╔══

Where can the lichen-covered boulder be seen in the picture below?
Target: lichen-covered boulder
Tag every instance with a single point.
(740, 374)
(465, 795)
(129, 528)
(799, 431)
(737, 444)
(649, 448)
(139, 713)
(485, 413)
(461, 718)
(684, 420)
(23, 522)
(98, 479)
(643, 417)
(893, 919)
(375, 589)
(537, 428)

╚══

- _Work to complete_
Print out the records exactly as they were entered.

- _Response box_
Where can the lichen-covered boulder be seen in the picture below?
Target: lichen-covered boulder
Tag every instance with a single point.
(740, 374)
(465, 795)
(129, 528)
(799, 431)
(737, 444)
(649, 448)
(139, 713)
(485, 413)
(461, 718)
(684, 420)
(23, 522)
(98, 479)
(643, 417)
(893, 919)
(375, 589)
(537, 428)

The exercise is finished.